- [YOUR OBJECTIVE]
Word for word, restate the lines that run from the line containing "of the distant" to the last line of the records below.

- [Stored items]
+ + + + + + +

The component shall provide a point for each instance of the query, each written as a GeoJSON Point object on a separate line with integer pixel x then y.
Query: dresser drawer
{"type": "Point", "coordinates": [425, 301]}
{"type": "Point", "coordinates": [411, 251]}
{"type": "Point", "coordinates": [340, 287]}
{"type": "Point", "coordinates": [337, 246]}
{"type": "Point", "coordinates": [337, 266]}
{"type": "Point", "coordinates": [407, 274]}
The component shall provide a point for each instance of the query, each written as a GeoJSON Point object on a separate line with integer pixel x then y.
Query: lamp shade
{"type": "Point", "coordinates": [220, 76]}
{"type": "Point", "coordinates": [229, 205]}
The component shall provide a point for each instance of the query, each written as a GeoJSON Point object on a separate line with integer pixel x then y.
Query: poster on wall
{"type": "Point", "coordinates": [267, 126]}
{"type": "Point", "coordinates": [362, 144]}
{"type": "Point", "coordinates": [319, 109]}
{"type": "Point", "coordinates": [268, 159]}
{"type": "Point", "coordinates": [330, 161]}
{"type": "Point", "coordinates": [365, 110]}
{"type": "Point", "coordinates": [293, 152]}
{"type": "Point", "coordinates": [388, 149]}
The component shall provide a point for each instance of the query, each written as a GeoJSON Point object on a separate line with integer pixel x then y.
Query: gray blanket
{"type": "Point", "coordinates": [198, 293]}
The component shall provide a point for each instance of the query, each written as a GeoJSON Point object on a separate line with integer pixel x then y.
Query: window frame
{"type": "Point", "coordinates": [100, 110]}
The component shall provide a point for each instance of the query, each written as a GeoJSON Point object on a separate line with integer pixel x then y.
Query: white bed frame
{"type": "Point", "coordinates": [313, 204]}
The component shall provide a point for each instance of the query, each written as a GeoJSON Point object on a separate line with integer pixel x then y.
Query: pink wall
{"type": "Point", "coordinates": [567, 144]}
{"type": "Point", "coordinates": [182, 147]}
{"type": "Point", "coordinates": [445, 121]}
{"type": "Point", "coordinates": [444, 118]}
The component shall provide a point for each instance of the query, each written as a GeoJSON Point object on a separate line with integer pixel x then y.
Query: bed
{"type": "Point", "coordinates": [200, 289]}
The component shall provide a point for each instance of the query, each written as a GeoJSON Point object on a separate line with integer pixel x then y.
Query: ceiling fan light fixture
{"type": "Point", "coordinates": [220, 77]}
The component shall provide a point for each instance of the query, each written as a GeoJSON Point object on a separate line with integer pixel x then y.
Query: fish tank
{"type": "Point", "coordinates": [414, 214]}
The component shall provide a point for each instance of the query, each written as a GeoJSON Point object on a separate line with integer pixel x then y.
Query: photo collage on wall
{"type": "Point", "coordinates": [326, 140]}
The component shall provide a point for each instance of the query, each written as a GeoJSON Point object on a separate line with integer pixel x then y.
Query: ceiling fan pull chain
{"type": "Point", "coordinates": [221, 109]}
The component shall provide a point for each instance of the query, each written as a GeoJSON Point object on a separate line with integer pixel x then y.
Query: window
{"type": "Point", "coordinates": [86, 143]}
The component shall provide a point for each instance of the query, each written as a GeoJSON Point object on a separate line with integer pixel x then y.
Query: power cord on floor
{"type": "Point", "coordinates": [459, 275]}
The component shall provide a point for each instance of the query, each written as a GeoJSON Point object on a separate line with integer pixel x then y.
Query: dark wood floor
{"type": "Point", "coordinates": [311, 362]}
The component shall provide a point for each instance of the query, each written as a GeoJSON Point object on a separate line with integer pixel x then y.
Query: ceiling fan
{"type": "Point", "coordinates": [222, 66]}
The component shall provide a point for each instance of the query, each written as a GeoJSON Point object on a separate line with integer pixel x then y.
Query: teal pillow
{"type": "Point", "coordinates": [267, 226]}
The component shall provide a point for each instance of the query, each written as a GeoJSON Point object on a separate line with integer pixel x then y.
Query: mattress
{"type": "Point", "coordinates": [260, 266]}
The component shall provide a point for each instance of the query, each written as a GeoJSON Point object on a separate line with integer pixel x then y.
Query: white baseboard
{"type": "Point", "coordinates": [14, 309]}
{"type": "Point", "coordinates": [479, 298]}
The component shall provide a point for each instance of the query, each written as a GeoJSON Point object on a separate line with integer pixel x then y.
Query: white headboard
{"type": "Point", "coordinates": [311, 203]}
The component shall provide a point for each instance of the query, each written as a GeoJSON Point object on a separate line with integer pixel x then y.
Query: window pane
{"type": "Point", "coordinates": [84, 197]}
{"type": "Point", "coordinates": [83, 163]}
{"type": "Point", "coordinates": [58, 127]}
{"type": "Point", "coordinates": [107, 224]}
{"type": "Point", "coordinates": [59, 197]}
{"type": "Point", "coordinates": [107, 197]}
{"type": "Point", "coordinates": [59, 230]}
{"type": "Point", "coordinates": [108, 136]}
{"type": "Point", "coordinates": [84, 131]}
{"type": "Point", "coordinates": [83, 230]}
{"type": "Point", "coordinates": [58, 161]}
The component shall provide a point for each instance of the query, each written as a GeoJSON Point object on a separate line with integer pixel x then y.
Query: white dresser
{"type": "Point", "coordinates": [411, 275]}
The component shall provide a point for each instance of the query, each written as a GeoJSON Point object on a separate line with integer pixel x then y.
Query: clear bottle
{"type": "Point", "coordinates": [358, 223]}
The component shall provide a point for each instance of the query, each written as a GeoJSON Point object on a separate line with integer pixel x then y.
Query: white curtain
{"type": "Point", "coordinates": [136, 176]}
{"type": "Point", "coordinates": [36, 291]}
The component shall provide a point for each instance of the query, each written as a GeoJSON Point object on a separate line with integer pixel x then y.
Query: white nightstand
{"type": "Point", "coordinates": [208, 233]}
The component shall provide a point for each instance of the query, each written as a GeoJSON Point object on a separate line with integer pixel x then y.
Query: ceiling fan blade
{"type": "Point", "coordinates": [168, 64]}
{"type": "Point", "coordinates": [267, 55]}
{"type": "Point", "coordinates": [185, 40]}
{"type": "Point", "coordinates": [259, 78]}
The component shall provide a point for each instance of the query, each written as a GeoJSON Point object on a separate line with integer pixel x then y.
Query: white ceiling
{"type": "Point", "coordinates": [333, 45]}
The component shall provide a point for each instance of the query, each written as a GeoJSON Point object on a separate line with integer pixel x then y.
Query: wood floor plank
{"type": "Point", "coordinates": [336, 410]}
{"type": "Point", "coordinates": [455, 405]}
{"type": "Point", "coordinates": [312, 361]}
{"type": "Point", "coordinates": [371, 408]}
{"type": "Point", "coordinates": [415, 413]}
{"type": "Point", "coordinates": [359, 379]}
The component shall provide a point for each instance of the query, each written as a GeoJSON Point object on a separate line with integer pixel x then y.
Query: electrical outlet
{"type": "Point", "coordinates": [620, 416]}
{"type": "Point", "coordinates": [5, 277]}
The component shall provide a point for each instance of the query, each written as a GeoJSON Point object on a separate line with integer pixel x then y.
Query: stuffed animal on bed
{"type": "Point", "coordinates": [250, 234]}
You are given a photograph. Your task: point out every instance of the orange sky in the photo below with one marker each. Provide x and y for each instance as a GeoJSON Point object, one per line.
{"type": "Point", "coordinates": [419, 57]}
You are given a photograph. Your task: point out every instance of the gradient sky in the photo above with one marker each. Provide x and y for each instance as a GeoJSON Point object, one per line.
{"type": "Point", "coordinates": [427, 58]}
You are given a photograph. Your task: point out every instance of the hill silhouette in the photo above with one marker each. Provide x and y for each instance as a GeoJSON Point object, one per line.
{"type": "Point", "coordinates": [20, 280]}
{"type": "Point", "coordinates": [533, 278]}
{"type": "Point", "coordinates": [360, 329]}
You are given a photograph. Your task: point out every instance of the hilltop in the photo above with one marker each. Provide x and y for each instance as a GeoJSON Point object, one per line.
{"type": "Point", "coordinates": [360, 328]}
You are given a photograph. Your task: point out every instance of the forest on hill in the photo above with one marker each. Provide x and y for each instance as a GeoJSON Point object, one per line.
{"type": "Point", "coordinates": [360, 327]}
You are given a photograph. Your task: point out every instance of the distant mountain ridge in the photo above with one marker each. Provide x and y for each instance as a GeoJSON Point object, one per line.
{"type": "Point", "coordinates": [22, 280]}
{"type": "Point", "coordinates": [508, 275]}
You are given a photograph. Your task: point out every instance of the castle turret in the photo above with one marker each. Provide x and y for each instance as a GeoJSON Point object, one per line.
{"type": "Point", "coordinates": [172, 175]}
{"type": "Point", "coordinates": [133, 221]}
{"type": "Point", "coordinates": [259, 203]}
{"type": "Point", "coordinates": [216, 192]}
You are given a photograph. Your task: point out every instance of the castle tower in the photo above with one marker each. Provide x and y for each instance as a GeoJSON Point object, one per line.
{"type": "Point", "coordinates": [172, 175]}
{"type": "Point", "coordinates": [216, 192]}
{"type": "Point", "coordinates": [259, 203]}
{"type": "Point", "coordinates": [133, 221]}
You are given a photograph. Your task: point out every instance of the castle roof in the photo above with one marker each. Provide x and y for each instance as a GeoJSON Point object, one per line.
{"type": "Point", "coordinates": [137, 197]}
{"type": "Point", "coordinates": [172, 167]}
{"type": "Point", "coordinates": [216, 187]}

+ + + + + + +

- [FINAL ANSWER]
You are given a photograph. Your task: point out every instance of the distant mountain ridge in the photo above with one marker each. Provide x and y for each instance as a GeoJSON Point object, one per line.
{"type": "Point", "coordinates": [22, 280]}
{"type": "Point", "coordinates": [508, 275]}
You are given a photograph. Your task: point out every instance of the castle turret in the photo above with one marker each. Provide x and y for each instance as a GeoJSON Point object, one per line.
{"type": "Point", "coordinates": [172, 175]}
{"type": "Point", "coordinates": [133, 221]}
{"type": "Point", "coordinates": [259, 203]}
{"type": "Point", "coordinates": [216, 192]}
You are given a photograph. Your task: point out every instance of the castle tower in the photo above with one marker each. Provide x and y for each instance as a GeoJSON Point object, one per line.
{"type": "Point", "coordinates": [172, 175]}
{"type": "Point", "coordinates": [216, 192]}
{"type": "Point", "coordinates": [259, 203]}
{"type": "Point", "coordinates": [133, 221]}
You are given a photograph. Your task: point out every instance of the castle roof in the photo above with one marker each. Provide x and y for each instance as a GeoJSON Point object, one per line.
{"type": "Point", "coordinates": [137, 197]}
{"type": "Point", "coordinates": [172, 167]}
{"type": "Point", "coordinates": [216, 187]}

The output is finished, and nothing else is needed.